Work to complete => Set out every line of the rows below as a numbered list, skipping any blank lines.
__________
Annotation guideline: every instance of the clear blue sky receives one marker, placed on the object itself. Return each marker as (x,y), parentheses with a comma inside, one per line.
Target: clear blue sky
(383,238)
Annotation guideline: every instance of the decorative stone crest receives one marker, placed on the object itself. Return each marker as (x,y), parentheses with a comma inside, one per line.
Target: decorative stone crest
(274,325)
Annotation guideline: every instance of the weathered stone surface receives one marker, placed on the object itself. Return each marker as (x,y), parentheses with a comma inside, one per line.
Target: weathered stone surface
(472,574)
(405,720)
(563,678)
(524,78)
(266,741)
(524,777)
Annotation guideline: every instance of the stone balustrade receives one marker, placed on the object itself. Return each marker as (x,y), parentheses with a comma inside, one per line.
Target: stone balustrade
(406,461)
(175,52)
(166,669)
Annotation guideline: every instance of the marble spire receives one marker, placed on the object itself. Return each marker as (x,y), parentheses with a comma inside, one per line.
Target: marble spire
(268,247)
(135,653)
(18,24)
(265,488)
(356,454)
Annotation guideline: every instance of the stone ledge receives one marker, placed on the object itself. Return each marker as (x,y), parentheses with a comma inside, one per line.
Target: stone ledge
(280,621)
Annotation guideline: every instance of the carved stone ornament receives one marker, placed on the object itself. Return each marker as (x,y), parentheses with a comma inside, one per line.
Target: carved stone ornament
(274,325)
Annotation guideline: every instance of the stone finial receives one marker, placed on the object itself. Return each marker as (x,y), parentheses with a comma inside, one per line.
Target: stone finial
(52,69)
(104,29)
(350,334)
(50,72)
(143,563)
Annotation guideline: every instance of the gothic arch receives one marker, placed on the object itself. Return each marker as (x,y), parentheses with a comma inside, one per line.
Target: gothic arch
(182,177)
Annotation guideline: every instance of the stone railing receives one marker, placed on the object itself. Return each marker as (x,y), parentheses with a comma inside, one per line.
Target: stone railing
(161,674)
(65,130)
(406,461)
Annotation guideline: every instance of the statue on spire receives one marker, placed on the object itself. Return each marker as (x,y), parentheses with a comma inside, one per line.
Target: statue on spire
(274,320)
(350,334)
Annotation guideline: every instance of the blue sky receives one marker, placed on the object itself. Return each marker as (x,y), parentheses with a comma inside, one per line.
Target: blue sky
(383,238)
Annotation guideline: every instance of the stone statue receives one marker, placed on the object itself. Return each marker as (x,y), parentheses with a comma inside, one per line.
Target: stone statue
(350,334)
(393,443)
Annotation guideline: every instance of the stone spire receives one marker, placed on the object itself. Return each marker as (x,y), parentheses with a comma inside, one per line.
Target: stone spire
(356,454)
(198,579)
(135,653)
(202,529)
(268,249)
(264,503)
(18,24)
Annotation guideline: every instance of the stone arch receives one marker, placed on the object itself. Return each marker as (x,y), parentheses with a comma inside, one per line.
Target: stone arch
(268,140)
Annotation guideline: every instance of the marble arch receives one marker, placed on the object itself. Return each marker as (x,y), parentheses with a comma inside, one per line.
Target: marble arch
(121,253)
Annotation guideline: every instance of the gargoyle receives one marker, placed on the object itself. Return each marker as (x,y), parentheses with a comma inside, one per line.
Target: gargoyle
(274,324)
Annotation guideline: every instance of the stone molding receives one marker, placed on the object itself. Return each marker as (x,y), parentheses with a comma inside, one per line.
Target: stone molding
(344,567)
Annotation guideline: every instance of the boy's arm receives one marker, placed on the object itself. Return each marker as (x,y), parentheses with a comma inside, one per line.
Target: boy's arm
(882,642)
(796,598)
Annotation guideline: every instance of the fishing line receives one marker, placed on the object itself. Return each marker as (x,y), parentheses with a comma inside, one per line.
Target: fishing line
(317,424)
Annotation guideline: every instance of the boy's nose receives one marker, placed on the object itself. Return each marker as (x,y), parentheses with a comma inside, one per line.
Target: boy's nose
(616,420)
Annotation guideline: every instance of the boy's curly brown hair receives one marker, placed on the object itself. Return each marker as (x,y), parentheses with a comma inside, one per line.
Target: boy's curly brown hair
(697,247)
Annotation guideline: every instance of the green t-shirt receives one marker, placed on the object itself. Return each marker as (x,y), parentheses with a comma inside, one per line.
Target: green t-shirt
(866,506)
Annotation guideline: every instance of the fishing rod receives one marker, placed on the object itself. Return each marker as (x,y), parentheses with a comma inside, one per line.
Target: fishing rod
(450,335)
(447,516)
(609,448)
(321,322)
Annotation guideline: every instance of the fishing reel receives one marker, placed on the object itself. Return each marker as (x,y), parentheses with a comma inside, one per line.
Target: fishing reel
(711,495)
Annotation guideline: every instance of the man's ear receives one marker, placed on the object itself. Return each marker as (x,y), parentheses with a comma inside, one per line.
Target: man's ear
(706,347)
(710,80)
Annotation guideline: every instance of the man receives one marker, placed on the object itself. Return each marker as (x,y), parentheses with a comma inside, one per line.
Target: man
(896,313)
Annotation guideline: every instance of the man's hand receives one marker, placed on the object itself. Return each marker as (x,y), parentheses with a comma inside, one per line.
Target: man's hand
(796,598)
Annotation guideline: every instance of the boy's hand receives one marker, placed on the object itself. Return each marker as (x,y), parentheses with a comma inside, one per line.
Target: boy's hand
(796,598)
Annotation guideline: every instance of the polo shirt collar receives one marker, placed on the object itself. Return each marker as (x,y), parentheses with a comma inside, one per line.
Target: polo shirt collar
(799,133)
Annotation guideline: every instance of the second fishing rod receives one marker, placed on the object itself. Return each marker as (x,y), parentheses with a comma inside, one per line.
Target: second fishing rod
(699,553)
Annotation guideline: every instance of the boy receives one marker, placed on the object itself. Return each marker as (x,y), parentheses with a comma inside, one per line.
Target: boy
__________
Answer to this task =>
1. Annotation guideline: every instance of the clear blue sky receives one marker, placed on the object itself. Return each marker as (x,y), parentheses with a comma inside, one per line.
2. Target: clear blue sky
3. (383,238)
4. Annotation guideline: every instance of the decorative stone crest receives one marker, placed on the object itself. Return each marker as (x,y), parentheses with a comma inside, one per line.
5. Target: decorative stone crest
6. (274,325)
7. Annotation guideline: every instance of the weathered stone surface receives one marker, placed on the object itself. Return each marker as (x,y), parentheses with a comma inside, one per line.
8. Target: weathered stone surface
9. (472,574)
10. (405,720)
11. (563,678)
12. (524,78)
13. (266,741)
14. (524,777)
15. Annotation guideline: every instance of the stone balustrade receives one marker, placed on the object itself. Return each marker as (x,y), parentheses with a comma inside, one per line.
16. Target: stone balustrade
17. (406,461)
18. (175,52)
19. (166,669)
20. Annotation guideline: every instance of the marble spire receives one marker, placed on the object itself. Return each marker as (x,y), parentheses with a comma inside, one per line.
21. Target: marble spire
22. (268,247)
23. (135,653)
24. (18,24)
25. (265,488)
26. (356,454)
27. Annotation guideline: every instance of the stone ledge receives one marker, placed on the object itself. Return each marker as (x,y), parentheses with a comma inside, one per line.
28. Target: stone ledge
29. (280,621)
30. Annotation guideline: every instance of the carved stone ornament receives one marker, placed on the object itself. Return each marker as (x,y), parentheses with a comma inside, one per line.
31. Target: carved stone ornament
32. (274,325)
33. Annotation guideline: every instance of the stone finial receives one marker, placed on the object itself. Return each marker as (x,y), parentheses with a comma inside, one per line.
34. Target: stone finial
35. (52,69)
36. (104,29)
37. (350,334)
38. (50,72)
39. (143,563)
40. Annotation guideline: every instance of the gothic arch receives one marker, placed on the object itself. Return each marker as (x,y), parentheses with a comma inside, one per line.
41. Target: gothic arch
42. (182,177)
43. Annotation guideline: every instance of the stone railing receives one marker, placed on the object itself. Return each marker as (x,y), parentheses with a comma inside, one per line.
44. Target: stone railing
45. (161,674)
46. (65,130)
47. (406,461)
48. Annotation guideline: every instance of the statue on spire receives one marker, placed on the object itself. Return each marker as (x,y), parentheses with a comma inside, one per line.
49. Target: statue on spire
50. (274,320)
51. (350,334)
52. Annotation guideline: every instance of the blue sky receives one marker, placed on the object itself. Return each marker as (x,y), parentheses with a comma inside, one per line.
53. Target: blue sky
54. (383,238)
55. Annotation guideline: every instance of the stone statue receives one marker, placed on the object itself. Return each marker as (x,y), parentheses with a comma inside, one per line.
56. Target: stone statue
57. (350,334)
58. (393,443)
59. Annotation guideline: every instance of the stone spire receives one marker, placed on the object itself. Return each marker as (x,y), parentheses with a comma inside, one per line.
60. Target: stone spire
61. (356,454)
62. (198,579)
63. (135,653)
64. (202,529)
65. (268,249)
66. (264,503)
67. (18,24)
68. Annotation guideline: every instance of the stone arch receives one marker, placed on the object itself. Return each marker as (x,y), parentheses with a comma inside, one per line.
69. Target: stone arch
70. (268,140)
71. Annotation guideline: every instance of the marble arch receives one marker, placed on the object itself. Return each marker as (x,y), parentheses with a comma inside, one per line.
72. Target: marble arch
73. (121,253)
74. Annotation guideline: every instance of the gargoyle receives one marker, placed on the object itself. Return each marker as (x,y), parentheses with a comma inside, one per line.
75. Target: gargoyle
76. (274,324)
77. Annotation guideline: every instance of the stone molding receives one marker, placed on the object itself. Return each marker as (x,y), parentheses with a comma inside, one per line.
78. Target: stone molding
79. (344,567)
80. Annotation guideline: every instance of the boy's arm receives one marker, placed on the object itself. Return each marker as (x,y), parentheses with a comma inside, one per line.
81. Target: boy's arm
82. (882,642)
83. (796,598)
84. Annotation guideline: every instance of the fishing line receives one marker, placed on the object itself. Return each marker as (x,y), parentheses with a comma inside, one per line.
85. Target: fishing line
86. (317,424)
87. Annotation guideline: every instance of the boy's nose receives one marker, placed on the object itself. Return each marker as (x,y), parentheses with a comma inside, one per line.
88. Target: boy's nose
89. (616,420)
90. Annotation guideline: every instance of the boy's curly brown hair receives one marker, placed on the object itself. Return each marker as (x,y), parentheses with a comma inside, one per line.
91. Target: boy's curly brown hair
92. (697,247)
93. Annotation guideline: every instance of the green t-shirt receives one marker, placed on the object itself. Return each marker as (x,y), parentheses with a comma inside, one per line.
94. Target: green t-shirt
95. (866,506)
96. Annotation guideline: every instance of the fishing rod receives one marker, placed on the object itself. Return each marker as (x,y), parentheses with a comma inside, one per line.
97. Target: fishing rod
98. (450,335)
99. (447,516)
100. (609,448)
101. (321,322)
102. Annotation guideline: every instance of the fishing reel receives one marker, placed on the object itself. Return each marker as (x,y), parentheses with a comma inside, one per line.
103. Target: fishing reel
104. (711,495)
105. Annotation guideline: every instance of the man's ear receives one marker, placed on the object itself. Return each marker as (x,y), parentheses with a comma inside, one per line.
106. Target: man's ear
107. (706,347)
108. (710,80)
109. Annotation guideline: every instance of the man receives one marker, placed on the object itself. Return each marker as (x,y), parentheses with a comma inside, one per line.
110. Target: man
111. (896,313)
112. Annotation guideline: every instance of the man's hand receives one marker, placed on the object itself. Return each marker as (x,y), parentheses with a comma inside, one per line.
113. Target: man's hand
114. (796,598)
115. Annotation guideline: every instance of the boy's hand receives one marker, placed on the object itself. Return each marker as (x,y), parentheses with a comma inside, one per line.
116. Target: boy's hand
117. (796,598)
118. Annotation guideline: every instance of the polo shirt collar receives one marker, placed on the object itself. Return each marker as (x,y), parentheses with a comma inside, one per line.
119. Target: polo shirt collar
120. (799,133)
121. Annotation guideline: every instance of the second fishing rod receives one marker, placed on the object itself. Return each marker as (x,y), parentheses with a comma inside, one per line.
122. Target: second fishing rod
123. (699,553)
124. Annotation guideline: every instance of the boy receives one marker, placed on the object itself. Return each marker as (x,y), parentheses with a comma inside, one per line.
125. Target: boy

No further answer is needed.